§ **TO BE DONE**:
Render the material below as a numbered list, one line per entry, omitting blank lines and excluding the pictures.
· · ·
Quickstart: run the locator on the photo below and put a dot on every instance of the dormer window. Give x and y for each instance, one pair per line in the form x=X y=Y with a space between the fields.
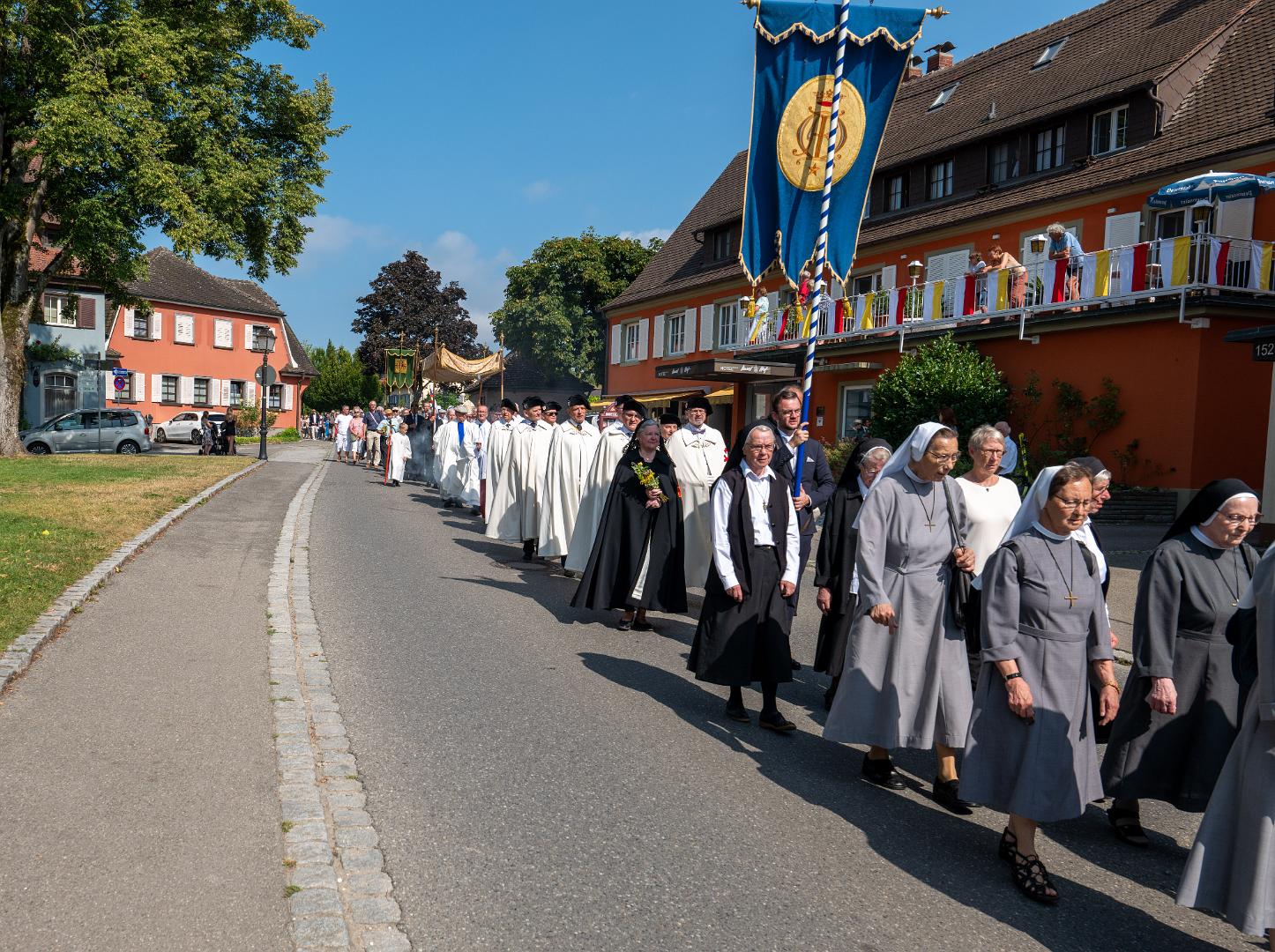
x=1049 y=53
x=943 y=96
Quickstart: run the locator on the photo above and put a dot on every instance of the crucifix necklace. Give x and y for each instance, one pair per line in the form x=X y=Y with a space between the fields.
x=1069 y=580
x=929 y=512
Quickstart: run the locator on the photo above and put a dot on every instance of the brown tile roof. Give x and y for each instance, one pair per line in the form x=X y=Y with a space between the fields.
x=685 y=263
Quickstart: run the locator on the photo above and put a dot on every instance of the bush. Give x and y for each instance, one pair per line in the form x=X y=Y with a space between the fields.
x=938 y=374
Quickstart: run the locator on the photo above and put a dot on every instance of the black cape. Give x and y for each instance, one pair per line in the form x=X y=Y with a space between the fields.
x=625 y=533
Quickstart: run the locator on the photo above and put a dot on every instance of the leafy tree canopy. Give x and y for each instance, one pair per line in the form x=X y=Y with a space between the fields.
x=125 y=115
x=342 y=379
x=552 y=311
x=409 y=302
x=938 y=374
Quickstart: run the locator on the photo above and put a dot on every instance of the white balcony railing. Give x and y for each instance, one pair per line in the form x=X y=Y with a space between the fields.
x=1112 y=277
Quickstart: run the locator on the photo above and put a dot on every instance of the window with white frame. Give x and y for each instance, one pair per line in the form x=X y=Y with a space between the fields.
x=726 y=323
x=59 y=311
x=1109 y=130
x=940 y=180
x=855 y=405
x=675 y=333
x=632 y=338
x=895 y=193
x=1049 y=148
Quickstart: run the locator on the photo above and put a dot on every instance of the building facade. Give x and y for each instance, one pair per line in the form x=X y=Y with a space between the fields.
x=194 y=351
x=988 y=152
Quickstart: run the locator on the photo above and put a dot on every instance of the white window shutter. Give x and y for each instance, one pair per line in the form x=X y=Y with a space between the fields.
x=1122 y=229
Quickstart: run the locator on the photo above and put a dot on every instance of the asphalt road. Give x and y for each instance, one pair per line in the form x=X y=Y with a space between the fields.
x=543 y=781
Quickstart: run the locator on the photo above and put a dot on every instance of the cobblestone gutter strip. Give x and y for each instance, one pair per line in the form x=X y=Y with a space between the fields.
x=20 y=652
x=339 y=896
· · ·
§ **RESULT OF THIS EXERCISE**:
1. Quickstart: run the locator on the photo below and put a dot on every instance of the dormer window. Give x and y for each instance, one pair per line in the form x=X y=Y with a space between the fields.
2. x=1049 y=53
3. x=943 y=96
4. Quickstart: run the locator on the photo above and put a dot on every instance of the crucifix necklace. Give x and y for each instance, one pair per line in the form x=X y=Y with a space between the fields.
5. x=1069 y=580
6. x=929 y=512
7. Quickstart: run the locator on the photo above and put a dot on every instance of the brown tile roof. Give x and y for each instance, one pair per line in the form x=X y=Y with a space between the fields.
8. x=685 y=263
9. Quickstart: run the locator on the photo above and put a dot on every instance of the bush. Give x and y for each instance, one pair per line in the form x=X y=Y with a space between the fields.
10. x=938 y=374
11. Quickstart: run the locator on the photo above and put a dot on every instance of the black cape. Give x and y for each instance, one pair per line in the form x=X y=Y with a space between the fields.
12. x=625 y=533
13. Quickstart: run the locator on the photo above and put a dot on every instance of the leafy tree canopy. Give x and y for each instance, one pair per line in the form x=X y=Y with a space between the fields.
14. x=125 y=115
15. x=342 y=379
16. x=552 y=311
17. x=409 y=302
18. x=938 y=374
19. Quickstart: run the locator on the photo above and put a dot on every instance of the white balcony railing. Give x and y for each instance, one pair per line in the form x=X y=Y with a space between the fields.
20. x=1112 y=277
21. Quickstart: run the locator on the photo above and put a dot on every instance of the window with white frame. Give x and y for each instance, one pair per line in the form x=X y=Y with a space between the fields.
22. x=726 y=323
23. x=59 y=311
24. x=1109 y=130
25. x=940 y=180
26. x=855 y=405
27. x=675 y=333
28. x=632 y=338
29. x=895 y=193
30. x=1049 y=148
31. Quickstart: run the locator on the photo above and put a dot on every instance of the building facade. Give x and y for each instance, one pair per line in the form x=X y=Y with a space between the fields.
32. x=194 y=351
33. x=988 y=152
34. Quickstart: run the locator on the photo above and put a dot on every instance of the white window shutter. Give x and y for each instance, one pair per line in the form x=X y=Y with a space between the fields.
35. x=1122 y=229
36. Quickstart: run the locator on the photo above and put a dot on every instance of the asphalt road. Give x and y for each instance, one pair per line in the form x=X y=Y with a space between the fields.
37. x=543 y=781
38. Quickstart: run the locator on the photo above and put a dot on every instance of the cobblestone gutter strip. Give x and y for each instance, one pair per line in the form x=X y=Y with a space between the fields.
39. x=20 y=652
40. x=339 y=896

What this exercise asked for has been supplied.